### SUPPLIED DATA:
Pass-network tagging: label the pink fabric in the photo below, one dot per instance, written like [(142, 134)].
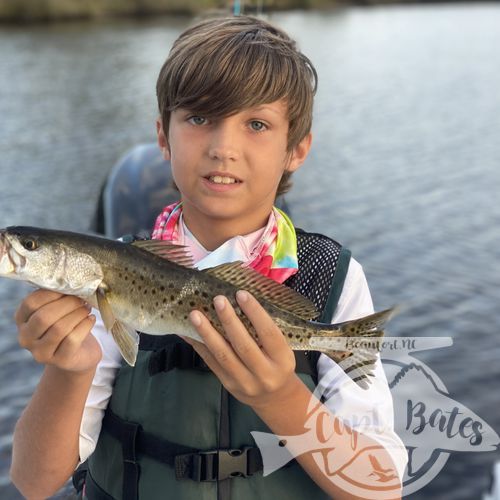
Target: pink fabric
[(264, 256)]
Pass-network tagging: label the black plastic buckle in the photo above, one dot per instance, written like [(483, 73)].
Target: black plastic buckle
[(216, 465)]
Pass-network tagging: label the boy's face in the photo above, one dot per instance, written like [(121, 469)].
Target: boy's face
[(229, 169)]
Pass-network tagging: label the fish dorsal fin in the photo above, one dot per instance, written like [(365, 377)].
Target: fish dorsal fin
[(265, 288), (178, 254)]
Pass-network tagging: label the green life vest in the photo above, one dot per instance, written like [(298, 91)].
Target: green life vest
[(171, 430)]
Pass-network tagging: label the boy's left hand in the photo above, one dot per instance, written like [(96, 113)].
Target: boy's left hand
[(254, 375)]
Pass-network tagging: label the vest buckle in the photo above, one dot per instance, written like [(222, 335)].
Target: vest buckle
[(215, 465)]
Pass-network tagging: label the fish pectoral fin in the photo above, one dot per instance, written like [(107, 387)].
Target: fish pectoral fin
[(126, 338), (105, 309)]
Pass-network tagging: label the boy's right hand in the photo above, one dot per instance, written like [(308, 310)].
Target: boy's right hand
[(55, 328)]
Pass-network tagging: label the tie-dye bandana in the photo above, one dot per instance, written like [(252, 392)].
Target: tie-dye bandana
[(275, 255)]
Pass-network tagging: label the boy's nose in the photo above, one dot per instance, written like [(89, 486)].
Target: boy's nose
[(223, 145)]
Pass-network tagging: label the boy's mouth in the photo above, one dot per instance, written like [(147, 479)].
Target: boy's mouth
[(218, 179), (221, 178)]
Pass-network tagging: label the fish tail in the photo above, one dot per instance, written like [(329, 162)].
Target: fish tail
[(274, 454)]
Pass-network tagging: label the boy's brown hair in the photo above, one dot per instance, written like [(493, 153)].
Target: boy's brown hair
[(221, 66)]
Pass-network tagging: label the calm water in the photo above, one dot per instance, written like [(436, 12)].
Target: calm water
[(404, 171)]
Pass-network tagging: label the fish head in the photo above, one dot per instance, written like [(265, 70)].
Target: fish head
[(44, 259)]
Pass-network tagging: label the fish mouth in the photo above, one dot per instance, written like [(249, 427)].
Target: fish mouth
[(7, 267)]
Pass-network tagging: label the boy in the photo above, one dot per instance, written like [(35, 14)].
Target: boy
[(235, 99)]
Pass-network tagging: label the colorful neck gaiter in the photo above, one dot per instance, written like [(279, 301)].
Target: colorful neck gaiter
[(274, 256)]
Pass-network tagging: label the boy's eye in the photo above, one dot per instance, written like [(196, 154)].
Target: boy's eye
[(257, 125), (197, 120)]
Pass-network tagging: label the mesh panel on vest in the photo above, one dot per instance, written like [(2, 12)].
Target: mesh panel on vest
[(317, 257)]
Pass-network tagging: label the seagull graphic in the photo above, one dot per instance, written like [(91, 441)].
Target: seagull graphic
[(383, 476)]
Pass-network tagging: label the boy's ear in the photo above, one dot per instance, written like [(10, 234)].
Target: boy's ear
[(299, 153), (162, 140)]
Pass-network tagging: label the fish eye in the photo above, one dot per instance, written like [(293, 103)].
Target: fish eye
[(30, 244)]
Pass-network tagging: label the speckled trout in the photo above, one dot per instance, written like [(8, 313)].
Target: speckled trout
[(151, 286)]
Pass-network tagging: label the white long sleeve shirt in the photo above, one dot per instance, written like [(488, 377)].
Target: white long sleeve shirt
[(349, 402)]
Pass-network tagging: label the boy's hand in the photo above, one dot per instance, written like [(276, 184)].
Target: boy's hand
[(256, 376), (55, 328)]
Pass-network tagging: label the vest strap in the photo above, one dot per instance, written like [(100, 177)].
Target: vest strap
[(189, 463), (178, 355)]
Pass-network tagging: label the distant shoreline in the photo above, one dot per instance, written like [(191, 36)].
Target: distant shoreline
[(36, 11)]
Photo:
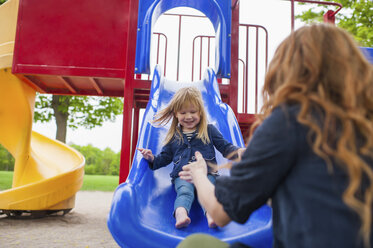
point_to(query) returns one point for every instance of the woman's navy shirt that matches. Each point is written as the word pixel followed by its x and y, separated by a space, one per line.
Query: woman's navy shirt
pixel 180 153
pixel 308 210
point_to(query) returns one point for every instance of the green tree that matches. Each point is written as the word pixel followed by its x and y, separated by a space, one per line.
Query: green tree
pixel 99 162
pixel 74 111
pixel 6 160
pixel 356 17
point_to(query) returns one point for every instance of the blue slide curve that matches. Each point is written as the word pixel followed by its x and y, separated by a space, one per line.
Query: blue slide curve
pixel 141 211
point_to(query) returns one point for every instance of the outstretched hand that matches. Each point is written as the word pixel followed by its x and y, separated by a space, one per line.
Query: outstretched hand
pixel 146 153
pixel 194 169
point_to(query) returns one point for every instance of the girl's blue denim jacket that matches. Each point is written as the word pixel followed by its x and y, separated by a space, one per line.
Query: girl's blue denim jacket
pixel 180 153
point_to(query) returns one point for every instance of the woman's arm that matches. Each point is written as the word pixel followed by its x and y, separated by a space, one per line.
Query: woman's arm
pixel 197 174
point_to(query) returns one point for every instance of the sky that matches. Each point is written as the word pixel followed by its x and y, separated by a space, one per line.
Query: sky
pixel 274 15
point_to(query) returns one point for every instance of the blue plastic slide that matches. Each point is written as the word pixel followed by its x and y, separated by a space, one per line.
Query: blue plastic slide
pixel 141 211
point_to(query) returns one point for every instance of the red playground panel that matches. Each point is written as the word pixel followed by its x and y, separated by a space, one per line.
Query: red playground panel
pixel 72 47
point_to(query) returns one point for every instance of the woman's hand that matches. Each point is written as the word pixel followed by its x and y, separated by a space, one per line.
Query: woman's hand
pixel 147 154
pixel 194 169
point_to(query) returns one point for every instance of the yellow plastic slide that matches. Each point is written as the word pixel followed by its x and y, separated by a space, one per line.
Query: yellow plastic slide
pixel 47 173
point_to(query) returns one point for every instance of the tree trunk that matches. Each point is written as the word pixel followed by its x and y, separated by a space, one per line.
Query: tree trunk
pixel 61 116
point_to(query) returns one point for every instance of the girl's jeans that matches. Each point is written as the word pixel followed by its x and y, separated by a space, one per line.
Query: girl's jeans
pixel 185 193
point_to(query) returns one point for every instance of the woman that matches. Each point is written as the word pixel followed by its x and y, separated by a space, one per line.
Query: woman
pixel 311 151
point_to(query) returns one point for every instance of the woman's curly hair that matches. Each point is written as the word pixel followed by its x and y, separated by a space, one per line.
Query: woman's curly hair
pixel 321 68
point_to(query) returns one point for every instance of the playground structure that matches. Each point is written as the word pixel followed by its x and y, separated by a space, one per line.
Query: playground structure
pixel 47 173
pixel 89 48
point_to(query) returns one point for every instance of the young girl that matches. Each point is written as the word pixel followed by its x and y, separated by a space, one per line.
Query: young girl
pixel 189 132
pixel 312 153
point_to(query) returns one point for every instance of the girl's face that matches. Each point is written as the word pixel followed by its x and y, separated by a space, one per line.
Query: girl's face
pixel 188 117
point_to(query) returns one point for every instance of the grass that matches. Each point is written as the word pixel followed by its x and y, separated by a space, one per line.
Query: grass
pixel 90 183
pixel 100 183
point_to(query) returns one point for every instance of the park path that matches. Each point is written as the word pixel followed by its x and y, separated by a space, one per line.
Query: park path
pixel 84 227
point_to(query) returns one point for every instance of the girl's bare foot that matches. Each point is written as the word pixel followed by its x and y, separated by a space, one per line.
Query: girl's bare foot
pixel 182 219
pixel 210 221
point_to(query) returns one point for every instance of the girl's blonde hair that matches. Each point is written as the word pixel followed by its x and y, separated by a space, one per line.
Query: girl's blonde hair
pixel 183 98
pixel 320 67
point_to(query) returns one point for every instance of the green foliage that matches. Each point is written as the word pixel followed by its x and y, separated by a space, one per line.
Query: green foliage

### WHAT TO WORK ON:
In the material above, how many lines contain the string "foliage"? Respond with that number by itself.

### RESULT OF THE TASK:
2